Exercício escrito a
De acordo com o trecho a seguir, em que data o presidente Hindenburg nomeou Hitler chanceler da república?

Trecho do documento
Eis que surge no horizonte uma nuvem ameaçadora. Adolf
Hitler começa a ganhar espaço no panorama político com sua pregação
nacionalista e ataques aos judeus, a quem atribuía todos os males do país em
crise. Ganha adeptos, lança suas ideias a respeito do espaço vital e insinua
a necessidade de uma vingança contra os que derrotaram a Alemanha na I
Guerra Mundial, rebaixando-a e humilhando-a. Na prisão, onde esteve por
alguns meses, escreve sua cartilha nazista, o “Mein Kanpf”, que é difundido
à larga. Judeus mais precavidos, prevendo o pior, tratam de emigrar para
lugares seguros. Mas a família em questão é patriota e continua em sua vida
normal. O Partido Nacional Socialista, embora perdendo as eleições, já é o
segundo do país e não cessa de crescer. Vai conquistando mais e mais
seguidores. Em 30 de janeiro de 1933 o presidente Hindenburg nomeia Hitler
chanceler da república. Em março o chanceler assume o total controle do
governo com poderes ditatoriais. O medo se instala no coração de todos os
judeus, apontados como inimigos da nação. Começam a entender que não há mais
lugar para eles no país.
As restrições às atividades dos judeus vão
num crescendo incontrolável e absurdo. Funcionários públicos dedicados são
enxotados de seus cargos, professores e profissionais liberais proibidos de
exercer as profissões. Todos os meios são usados para marginalizar os
judeus, menosprezados e humilhados em toda parte. A pregação contra eles é
constante, maciça, verdadeira lavagem cerebral. Queimas de livros de autores
judeus acontecem em macabros autos-de-fé. Obras de Sigmund Freud, Albert
Einstein, Karl Marx, Nelly Sachs, Thomas e Heinrich Mann, Walter Benjamin,
Alfred Kerr, Robert Musil e Ricarda Huch, além de muitos outros, ardem nas
fogueiras. Não importa o que contenham e o valor de suas lições. São
maculados pelas mãos judaicas que os escreveram. É o desvario do ódio e da
intolerância.

Linhas da tarefa

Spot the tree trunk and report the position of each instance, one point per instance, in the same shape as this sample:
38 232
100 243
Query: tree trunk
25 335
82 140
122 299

Exercício escrito b
Transcreva todas as linhas do Bloco 1 acima em uma tabela Markdown com as colunas Nº e Linha, deixando de fora as linhas em branco.

Resposta final a
Em 30 de janeiro de 1933.

Resposta final b
| Nº | Linha |
|---|---|
| 1 | Spot the tree trunk and report the position of each instance, one point per instance, in the same shape as this sample: |
| 2 | 38 232 |
| 3 | 100 243 |
| 4 | Query: tree trunk |
| 5 | 25 335 |
| 6 | 82 140 |
| 7 | 122 299 |